## WHAT IS REQUIRED
From the line containing "Indicate the metal guardrail" down to the final entry below, restate each line word for word.

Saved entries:
········
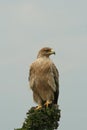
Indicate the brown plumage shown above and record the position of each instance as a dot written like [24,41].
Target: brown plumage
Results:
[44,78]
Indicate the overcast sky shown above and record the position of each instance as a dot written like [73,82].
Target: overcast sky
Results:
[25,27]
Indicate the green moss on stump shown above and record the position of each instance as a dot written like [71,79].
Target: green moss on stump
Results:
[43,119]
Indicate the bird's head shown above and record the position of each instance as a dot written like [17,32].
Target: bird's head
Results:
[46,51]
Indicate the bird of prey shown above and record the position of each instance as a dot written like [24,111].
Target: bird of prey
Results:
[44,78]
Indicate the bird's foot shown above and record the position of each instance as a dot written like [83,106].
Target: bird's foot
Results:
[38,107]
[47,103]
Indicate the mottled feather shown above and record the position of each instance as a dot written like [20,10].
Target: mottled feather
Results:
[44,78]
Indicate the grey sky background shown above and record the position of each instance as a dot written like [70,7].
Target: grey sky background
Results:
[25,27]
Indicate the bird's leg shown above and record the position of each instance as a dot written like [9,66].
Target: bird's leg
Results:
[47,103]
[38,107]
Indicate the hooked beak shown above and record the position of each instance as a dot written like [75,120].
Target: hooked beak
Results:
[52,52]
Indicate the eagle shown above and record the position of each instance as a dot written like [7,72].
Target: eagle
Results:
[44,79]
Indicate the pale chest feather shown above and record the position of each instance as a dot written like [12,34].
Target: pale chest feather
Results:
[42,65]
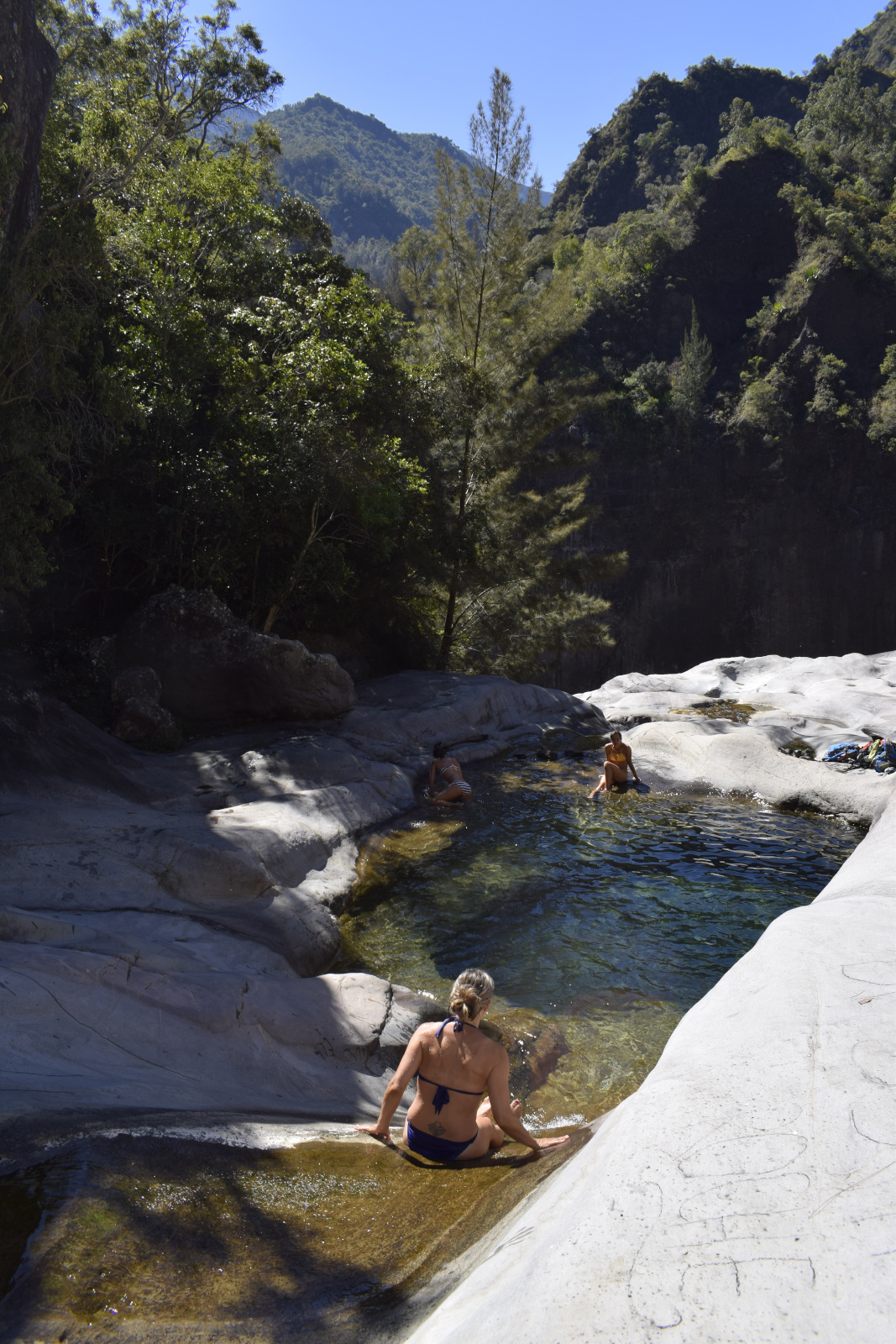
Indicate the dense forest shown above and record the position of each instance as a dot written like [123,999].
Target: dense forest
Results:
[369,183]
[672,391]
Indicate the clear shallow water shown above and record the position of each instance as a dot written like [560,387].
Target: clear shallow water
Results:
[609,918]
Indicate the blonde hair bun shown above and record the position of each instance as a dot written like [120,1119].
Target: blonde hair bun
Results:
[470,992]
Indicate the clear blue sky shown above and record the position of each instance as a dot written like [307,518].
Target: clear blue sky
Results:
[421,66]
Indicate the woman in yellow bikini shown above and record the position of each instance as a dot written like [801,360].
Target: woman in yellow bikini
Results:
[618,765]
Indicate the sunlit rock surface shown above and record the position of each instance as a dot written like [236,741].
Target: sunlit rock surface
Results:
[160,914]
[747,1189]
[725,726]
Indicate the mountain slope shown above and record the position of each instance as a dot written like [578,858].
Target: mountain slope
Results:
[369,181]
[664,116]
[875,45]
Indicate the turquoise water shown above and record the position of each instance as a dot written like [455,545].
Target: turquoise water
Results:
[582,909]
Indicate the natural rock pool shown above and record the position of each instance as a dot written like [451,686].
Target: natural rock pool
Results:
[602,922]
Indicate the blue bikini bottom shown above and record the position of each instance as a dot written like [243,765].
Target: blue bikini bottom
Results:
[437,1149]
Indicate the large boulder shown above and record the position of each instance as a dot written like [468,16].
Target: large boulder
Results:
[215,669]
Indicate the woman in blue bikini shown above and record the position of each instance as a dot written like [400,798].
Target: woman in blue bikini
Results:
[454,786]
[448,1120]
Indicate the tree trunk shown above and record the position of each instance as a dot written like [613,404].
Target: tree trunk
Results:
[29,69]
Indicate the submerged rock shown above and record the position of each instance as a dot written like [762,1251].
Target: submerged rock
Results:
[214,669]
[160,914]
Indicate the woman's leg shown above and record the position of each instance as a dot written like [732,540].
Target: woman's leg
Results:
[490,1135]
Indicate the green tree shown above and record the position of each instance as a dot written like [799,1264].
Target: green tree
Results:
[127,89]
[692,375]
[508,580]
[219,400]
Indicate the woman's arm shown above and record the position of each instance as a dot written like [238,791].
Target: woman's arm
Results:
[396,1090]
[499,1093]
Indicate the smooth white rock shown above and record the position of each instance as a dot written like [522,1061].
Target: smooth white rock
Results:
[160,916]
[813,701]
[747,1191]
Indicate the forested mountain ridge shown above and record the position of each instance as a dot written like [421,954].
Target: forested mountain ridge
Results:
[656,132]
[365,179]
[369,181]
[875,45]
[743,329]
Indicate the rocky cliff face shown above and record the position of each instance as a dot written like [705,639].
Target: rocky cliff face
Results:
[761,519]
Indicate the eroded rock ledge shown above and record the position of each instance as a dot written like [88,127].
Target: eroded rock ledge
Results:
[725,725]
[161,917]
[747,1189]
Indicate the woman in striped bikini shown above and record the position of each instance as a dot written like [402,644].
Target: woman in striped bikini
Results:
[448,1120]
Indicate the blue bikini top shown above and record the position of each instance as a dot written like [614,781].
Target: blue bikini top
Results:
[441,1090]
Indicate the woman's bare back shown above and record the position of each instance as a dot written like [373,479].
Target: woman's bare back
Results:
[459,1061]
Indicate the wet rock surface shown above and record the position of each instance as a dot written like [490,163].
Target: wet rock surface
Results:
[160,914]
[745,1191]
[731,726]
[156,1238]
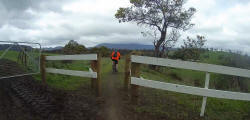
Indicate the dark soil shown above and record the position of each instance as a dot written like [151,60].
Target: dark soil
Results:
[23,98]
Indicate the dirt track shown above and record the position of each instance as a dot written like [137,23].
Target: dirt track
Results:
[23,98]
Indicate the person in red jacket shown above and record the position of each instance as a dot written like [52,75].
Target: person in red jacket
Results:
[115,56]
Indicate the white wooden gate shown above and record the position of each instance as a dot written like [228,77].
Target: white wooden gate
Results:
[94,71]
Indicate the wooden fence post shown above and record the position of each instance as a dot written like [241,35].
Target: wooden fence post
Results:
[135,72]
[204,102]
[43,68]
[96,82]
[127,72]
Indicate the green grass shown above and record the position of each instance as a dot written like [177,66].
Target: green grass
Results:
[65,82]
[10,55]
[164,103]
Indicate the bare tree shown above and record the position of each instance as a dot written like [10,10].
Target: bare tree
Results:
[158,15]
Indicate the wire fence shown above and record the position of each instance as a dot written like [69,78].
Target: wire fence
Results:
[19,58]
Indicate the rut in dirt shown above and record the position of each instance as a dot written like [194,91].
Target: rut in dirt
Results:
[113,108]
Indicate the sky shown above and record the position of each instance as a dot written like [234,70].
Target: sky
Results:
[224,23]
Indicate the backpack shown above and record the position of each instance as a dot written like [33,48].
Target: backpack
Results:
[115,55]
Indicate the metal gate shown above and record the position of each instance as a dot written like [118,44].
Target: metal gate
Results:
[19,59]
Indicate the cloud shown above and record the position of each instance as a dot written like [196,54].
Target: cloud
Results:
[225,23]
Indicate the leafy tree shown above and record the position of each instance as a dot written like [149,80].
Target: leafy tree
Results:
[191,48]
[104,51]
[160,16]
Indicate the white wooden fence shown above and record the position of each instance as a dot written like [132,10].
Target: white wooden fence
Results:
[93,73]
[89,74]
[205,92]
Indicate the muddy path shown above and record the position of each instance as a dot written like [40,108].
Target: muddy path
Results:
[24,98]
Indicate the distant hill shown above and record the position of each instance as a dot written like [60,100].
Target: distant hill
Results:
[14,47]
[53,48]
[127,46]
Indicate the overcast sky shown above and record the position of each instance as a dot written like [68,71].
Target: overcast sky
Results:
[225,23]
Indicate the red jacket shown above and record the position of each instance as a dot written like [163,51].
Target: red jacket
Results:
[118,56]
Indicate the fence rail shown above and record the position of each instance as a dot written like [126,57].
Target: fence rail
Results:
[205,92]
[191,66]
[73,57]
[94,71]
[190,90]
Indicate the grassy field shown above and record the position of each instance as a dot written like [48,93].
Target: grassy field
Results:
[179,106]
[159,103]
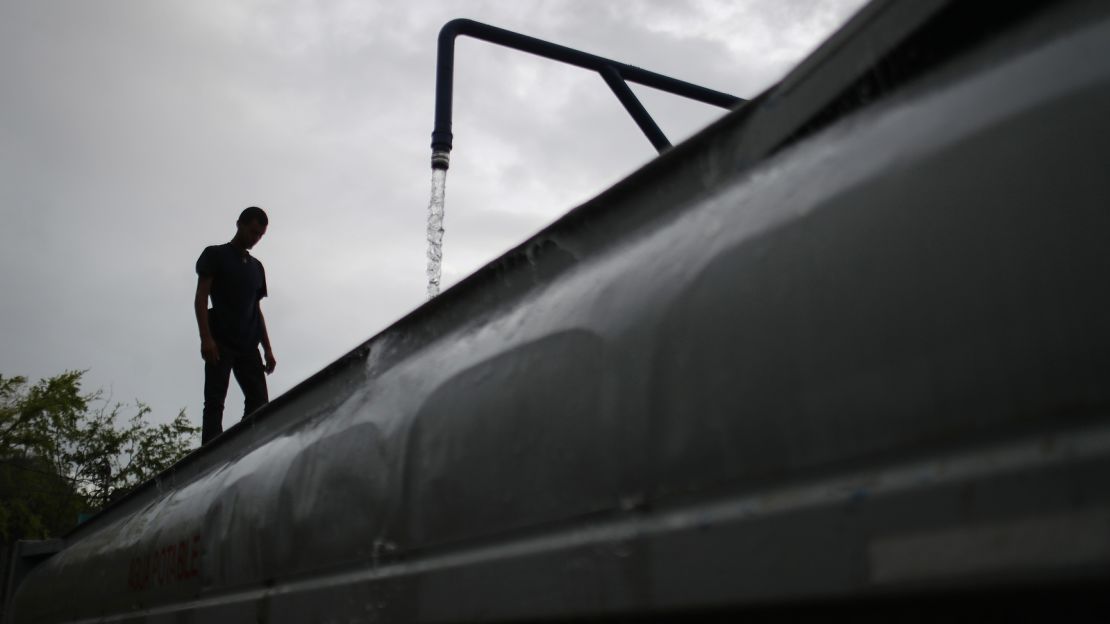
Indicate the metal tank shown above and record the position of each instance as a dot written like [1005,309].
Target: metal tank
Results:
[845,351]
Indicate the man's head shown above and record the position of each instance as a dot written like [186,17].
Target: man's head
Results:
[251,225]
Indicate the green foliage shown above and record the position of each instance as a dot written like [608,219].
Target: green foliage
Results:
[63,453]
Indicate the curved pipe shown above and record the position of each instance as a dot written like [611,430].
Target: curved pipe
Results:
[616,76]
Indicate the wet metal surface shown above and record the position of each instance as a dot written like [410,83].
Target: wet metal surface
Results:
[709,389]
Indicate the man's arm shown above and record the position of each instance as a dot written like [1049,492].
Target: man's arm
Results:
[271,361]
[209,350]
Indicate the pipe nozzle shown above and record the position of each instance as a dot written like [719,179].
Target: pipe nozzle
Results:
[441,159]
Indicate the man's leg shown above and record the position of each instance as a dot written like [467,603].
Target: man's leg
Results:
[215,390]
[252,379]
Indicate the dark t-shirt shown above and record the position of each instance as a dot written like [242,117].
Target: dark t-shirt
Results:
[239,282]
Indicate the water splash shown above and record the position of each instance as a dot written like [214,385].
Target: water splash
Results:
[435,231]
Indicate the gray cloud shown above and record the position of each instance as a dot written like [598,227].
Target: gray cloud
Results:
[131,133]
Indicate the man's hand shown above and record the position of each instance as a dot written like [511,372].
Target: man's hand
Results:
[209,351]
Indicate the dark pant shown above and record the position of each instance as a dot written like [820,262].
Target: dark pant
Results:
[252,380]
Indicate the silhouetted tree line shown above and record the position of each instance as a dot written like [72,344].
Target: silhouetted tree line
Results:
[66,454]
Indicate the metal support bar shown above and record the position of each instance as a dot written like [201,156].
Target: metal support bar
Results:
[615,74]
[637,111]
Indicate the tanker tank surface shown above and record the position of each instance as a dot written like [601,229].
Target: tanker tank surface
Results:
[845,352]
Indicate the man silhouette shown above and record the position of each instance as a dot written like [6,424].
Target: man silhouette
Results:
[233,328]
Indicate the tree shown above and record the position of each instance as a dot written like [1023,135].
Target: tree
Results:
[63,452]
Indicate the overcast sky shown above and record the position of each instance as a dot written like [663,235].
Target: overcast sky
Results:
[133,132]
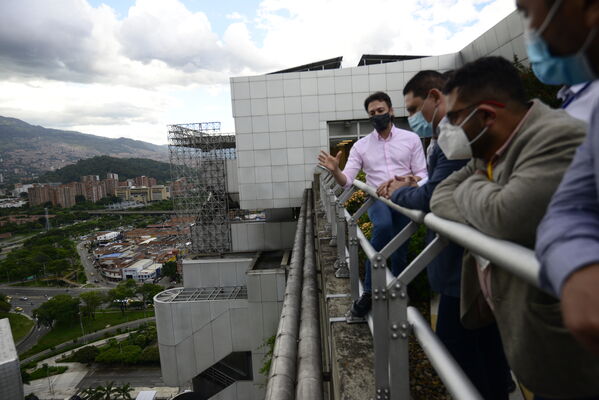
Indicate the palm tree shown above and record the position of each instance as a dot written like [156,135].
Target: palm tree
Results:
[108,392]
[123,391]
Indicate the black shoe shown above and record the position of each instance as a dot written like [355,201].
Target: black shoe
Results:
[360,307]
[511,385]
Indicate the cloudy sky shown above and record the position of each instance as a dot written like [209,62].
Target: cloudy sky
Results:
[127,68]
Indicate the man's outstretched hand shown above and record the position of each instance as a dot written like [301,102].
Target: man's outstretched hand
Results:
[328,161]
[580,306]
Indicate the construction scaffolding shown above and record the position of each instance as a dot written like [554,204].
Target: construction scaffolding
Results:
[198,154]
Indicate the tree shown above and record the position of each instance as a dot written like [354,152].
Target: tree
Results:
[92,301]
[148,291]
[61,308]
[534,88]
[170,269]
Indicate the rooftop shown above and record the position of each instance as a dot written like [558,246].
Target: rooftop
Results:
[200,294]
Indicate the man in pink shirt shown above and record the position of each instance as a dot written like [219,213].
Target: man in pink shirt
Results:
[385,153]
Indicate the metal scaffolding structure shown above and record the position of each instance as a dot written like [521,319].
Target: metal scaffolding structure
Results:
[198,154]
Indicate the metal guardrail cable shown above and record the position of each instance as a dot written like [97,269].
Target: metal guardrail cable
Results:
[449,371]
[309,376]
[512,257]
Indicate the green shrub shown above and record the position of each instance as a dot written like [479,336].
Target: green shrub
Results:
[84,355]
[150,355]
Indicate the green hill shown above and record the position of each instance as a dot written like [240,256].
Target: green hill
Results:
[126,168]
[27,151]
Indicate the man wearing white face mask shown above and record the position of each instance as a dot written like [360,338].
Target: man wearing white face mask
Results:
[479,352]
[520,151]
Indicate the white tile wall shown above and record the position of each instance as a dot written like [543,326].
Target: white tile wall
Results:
········
## WRITTEN ANSWER
Indicate the metal guardrail cable shown above and record the position of each instance as a dot written like [97,269].
Target: metal guardrail cable
Results:
[449,371]
[309,376]
[512,257]
Indicate the green shrub shown above and record the position of each instance as a dot written like [479,336].
Target: green shrub
Results:
[84,355]
[150,355]
Indicate the green hill shown above and record the position of each instance as a dot written like [240,256].
Target: green hill
Results:
[126,168]
[27,151]
Indicate the man wearing white face mask shown above and record the position of each instance as a dot written like [360,338].
Target: man wearing white face mask
Results:
[479,352]
[520,151]
Indicate the white tile wall shown above and record the position of each instance as a dot written like [543,326].
Target: white tile wall
Results:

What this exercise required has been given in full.